» **Teks Bacaan**
***

02 Mei 2010

» Home » Suara Merdeka » Wajah Suram Pelajar di Warnet

Wajah Suram Pelajar di Warnet

PERSONEL Satuan Polisi Pamong Praja (Satpol PP) menemukan pelajar melakukan perbuatan kurang terpuji di dalam warnet dengan lawan jenisnya. Mereka terjaring razia untuk menertibkan anak sekolah di Kudus (SM, 01/04/10). Rasa pesimistis tentang masa depan pendidikan muncul tatkala melihat kondisi pelajar yang menyimpang dari rel pendidikan.

Warnet sebagai sarana pencarian informasi dan media keilmuan disalahartikan oleh beberapa pelajar. Fenomena ini juga terjadi di kota lain. Indikasi penyimpangan di warnet telah tercium oleh masyarakat, karena didapati selalu penuh oleh pelajar-pelajar. Ketika masuk bilik dengan lawan jenisnya. Beberapa teman juga pernah memergoki perbuatan asusila oleh pelajar dengan terang-terangan. Namun sebagai sesama user tidak dapat berbuat banyak, selain berbisik di dalam hati tentang buruknya perbuatan tersebut.

***

(Cuplikan dari dataset deteksi)
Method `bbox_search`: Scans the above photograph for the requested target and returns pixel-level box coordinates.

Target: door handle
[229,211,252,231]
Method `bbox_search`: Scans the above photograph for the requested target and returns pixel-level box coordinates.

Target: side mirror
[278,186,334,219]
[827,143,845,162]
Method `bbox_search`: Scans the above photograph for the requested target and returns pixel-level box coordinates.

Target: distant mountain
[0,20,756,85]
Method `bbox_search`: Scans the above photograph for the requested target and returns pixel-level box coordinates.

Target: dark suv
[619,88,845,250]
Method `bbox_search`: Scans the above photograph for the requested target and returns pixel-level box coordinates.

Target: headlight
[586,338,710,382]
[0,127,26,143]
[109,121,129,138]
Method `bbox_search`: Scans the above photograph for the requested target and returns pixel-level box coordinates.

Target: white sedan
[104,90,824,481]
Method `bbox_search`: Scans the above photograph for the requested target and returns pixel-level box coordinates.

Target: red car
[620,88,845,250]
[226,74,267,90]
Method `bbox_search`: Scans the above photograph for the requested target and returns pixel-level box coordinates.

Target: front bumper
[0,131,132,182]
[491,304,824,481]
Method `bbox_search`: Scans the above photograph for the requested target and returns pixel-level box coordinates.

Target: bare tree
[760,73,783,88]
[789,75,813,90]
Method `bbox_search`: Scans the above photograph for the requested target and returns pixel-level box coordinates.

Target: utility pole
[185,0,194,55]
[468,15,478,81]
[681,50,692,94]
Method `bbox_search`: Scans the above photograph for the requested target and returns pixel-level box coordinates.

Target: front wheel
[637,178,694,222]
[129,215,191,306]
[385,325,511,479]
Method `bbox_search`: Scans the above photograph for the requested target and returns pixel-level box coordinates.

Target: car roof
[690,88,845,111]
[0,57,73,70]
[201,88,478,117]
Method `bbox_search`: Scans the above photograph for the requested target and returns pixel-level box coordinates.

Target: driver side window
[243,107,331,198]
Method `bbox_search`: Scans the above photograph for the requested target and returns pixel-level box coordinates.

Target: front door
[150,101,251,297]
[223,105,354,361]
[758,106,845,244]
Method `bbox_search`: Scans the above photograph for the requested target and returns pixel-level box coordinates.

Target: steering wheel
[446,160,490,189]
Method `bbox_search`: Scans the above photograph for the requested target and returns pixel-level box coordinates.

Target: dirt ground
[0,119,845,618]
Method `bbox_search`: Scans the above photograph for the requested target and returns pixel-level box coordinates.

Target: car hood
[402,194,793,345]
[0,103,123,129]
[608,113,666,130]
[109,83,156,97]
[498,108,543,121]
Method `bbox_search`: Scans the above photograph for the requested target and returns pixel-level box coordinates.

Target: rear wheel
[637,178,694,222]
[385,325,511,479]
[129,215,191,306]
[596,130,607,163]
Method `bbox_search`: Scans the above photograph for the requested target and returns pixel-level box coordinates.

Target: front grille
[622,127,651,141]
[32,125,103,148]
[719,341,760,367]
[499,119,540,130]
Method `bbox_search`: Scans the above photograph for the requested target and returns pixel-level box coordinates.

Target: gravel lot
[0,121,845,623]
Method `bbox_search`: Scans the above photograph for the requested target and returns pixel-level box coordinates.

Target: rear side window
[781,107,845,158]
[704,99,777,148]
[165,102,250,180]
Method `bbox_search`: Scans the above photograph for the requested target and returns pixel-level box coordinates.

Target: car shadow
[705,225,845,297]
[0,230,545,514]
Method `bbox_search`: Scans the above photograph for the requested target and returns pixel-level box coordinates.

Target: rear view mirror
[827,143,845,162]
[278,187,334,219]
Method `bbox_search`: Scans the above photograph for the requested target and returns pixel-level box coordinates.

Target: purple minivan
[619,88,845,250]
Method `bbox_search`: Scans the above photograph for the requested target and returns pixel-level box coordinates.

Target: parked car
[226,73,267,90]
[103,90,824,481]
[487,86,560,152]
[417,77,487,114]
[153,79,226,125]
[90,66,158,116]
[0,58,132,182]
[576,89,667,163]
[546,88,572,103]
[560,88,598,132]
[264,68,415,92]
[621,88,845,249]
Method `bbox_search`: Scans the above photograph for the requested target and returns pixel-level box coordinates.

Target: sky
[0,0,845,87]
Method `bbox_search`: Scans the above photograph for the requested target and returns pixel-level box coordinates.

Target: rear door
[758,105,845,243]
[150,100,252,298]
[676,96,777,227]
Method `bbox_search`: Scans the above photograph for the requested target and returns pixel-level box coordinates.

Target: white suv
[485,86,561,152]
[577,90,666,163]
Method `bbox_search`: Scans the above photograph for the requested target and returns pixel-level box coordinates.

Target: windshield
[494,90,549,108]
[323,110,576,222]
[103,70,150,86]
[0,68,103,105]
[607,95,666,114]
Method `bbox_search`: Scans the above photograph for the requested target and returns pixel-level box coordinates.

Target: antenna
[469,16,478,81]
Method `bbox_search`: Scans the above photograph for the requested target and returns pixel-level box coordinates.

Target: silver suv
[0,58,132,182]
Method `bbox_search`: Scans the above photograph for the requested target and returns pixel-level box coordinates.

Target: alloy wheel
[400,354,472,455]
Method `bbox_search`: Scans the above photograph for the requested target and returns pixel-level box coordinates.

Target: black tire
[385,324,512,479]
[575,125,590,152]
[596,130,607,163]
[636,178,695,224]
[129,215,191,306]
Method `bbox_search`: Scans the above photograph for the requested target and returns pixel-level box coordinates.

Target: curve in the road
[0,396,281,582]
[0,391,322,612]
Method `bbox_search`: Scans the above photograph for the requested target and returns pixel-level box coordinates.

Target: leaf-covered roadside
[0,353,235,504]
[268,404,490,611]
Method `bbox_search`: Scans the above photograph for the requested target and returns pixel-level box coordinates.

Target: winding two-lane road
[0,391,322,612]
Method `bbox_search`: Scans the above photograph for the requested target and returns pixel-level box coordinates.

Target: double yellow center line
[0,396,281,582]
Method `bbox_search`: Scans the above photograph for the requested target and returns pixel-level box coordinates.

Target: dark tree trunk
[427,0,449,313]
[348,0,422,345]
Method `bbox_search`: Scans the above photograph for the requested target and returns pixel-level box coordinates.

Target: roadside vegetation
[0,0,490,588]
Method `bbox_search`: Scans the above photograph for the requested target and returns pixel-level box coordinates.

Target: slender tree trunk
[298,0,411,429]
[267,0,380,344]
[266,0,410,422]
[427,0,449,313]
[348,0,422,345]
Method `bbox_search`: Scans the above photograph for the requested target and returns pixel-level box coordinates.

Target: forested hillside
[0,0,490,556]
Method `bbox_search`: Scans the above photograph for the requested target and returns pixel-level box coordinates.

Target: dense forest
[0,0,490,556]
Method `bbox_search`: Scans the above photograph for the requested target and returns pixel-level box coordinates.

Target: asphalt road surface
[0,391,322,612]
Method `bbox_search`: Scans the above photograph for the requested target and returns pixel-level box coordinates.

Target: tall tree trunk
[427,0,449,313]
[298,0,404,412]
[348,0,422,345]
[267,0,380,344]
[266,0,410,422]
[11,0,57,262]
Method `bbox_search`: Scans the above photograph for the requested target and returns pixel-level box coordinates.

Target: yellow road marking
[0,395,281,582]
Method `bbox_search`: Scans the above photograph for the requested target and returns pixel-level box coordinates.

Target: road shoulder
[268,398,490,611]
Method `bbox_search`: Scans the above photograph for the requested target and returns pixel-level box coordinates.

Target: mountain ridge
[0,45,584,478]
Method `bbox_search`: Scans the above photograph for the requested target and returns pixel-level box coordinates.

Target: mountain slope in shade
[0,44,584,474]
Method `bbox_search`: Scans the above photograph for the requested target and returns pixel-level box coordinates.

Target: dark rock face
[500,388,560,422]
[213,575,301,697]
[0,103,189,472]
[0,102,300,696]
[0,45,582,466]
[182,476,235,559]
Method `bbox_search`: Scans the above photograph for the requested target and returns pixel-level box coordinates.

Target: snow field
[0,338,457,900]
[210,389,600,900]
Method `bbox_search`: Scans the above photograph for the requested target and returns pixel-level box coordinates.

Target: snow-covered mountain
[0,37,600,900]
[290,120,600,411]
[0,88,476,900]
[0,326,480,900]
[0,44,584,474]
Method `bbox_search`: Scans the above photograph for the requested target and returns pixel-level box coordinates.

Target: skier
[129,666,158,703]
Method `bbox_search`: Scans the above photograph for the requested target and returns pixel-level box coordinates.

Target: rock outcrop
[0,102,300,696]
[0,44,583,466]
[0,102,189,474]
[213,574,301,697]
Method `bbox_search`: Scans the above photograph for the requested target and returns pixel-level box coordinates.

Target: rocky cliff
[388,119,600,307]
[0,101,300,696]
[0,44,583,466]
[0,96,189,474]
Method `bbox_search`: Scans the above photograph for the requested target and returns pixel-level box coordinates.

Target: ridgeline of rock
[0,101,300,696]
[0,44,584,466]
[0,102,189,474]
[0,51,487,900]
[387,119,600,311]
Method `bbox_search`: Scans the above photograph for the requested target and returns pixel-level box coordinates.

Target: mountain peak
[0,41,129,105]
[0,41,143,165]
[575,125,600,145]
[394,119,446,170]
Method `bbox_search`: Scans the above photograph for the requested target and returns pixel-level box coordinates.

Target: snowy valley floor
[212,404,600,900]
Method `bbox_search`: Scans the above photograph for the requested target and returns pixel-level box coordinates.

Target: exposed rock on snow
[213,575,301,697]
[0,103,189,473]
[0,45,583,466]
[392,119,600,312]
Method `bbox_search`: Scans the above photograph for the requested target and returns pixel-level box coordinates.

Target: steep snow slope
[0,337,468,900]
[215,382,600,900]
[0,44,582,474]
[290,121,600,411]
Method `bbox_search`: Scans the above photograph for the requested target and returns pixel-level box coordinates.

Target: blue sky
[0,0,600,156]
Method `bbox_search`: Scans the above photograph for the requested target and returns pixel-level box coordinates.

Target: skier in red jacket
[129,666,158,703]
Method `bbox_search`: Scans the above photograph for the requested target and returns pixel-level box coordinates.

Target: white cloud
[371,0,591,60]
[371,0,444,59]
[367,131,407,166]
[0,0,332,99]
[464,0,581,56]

***

» **Tugas yang Diminta**
• a. Terjemahkan ke dalam bahasa Inggris kalimat ini dari teks bacaan tentang pelajar di warnet: "Warnet sebagai sarana pencarian informasi dan media keilmuan disalahartikan oleh beberapa pelajar."
• b. Sambung teks bacaan tentang pelajar di warnet mulai dari kalimat terakhir yang tercantum.

» **Hasil Latihan**
• a. Internet cafés, as a means of searching for information and a medium for learning, have been misused by some students.

• b.
Kasus itu menyiratkan ironi bagi pelajar dalam konteks dunia pendidikan. Setidaknya ada tiga sebab terjadinya hal itu. Pertama, tiadanya ketaatan pelajar kepada etika pendidikan. Etika diartikan K Bertens (2004: 6) sebagai sebuah sistem nilai yang mempunyai fungsi mengatur perilaku manusia. Dalam hal ini etika pendidikan yang dimaksud adalah ketaatan menjalankan misi sekolah sebagai medan transformasi keadaban.

Sekolah mengajarkan keluhuran akhlak dan keadaban. Di dalamnya terdapat aktivitas pemahaman tentang keluhuran perilaku manusia yang diukur tidak hanya oleh tampilan fisik, seperti wajah cantik atau ganteng.
Lebih dari itu, takarannya adalah pada perangai yang santun, berbudi pekerti, dan tata krama. Nilai-nilai etika pendidikan seperti ini diabaikan oleh pelajar.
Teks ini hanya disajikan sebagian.